§ **Vorliegender Text**:
----------

Wer soll die wachsenden Kosten für Klimaschäden und Klimaanpassung zahlen? Seit Jahren streiten sich darüber die Staaten. Durch steigende Temperaturen und die Zunahme von Wetterextremen wird das Thema immer wichtiger.
Vor diesem Hintergrund treffen sich derzeit bis zum 13. Juni mehrere tausend Regierungsvertreter, Forscher und Mitglieder der Zivilgesellschaft im deutschen Bonn. Sie beraten über die Verhandlungsvorlagen für die nächste Klimakonferenz in Aserbaidschans Hauptstadt Baku im November.
Es geht um heikle Fragen: Welche Industrieländer sollen zahlen? Wie viel Geld soll aus den Staatskassen und wie viel von privaten Unternehmen kommen? Und wie können die Länder transparent machen, wohin das Geld fließt?
„Die Fragen sind so komplex und es sind so viele Länder beteiligt, dass die zwei Wochen im November nicht ausreichen“, sagt Petter Lyden, Leiter für internationale Klimapolitik bei der Nichtregierungsorganisation Germanwatch. „Eine Konferenz wie die in Bonn ist zur Vorbereitung sehr wichtig.“
Wachsende Klimakosten: von Milliarden zu Billionen
Im Jahr 2009 beschlossen die reicheren Länder bis 2020 jährlich 100 Milliarden US-Dollar (92 Milliarden Euro) bereitzustellen, um Entwicklungsländern bei der Eindämmung und Bewältigung der Klimakrise zu helfen. Dieses Ziel wurde allerdings erstmals 2022 erreicht, so das Ergebnis der OECD Überprüfung.

----------

§ **Bereitgestelltes Material**:
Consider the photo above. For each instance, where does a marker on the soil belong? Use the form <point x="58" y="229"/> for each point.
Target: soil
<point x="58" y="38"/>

----------

§ **Aufgaben**:
A) Nenne alle Jahreszahlen, die im Text über die Klimafinanzierung vorkommen.
B) Schreibe aus dem Text über die Klimafinanzierung die Stelle wortgetreu ab, die bei „Wer soll die“ beginnt und bei „das Geld fließt?“ endet.

§ **Erwartete Lösungen**:
A) 2009, 2020, 2022

B)
Wer soll die wachsenden Kosten für Klimaschäden und Klimaanpassung zahlen? Seit Jahren streiten sich darüber die Staaten. Durch steigende Temperaturen und die Zunahme von Wetterextremen wird das Thema immer wichtiger.
Vor diesem Hintergrund treffen sich derzeit bis zum 13. Juni mehrere tausend Regierungsvertreter, Forscher und Mitglieder der Zivilgesellschaft im deutschen Bonn. Sie beraten über die Verhandlungsvorlagen für die nächste Klimakonferenz in Aserbaidschans Hauptstadt Baku im November.
Es geht um heikle Fragen: Welche Industrieländer sollen zahlen? Wie viel Geld soll aus den Staatskassen und wie viel von privaten Unternehmen kommen? Und wie können die Länder transparent machen, wohin das Geld fließt?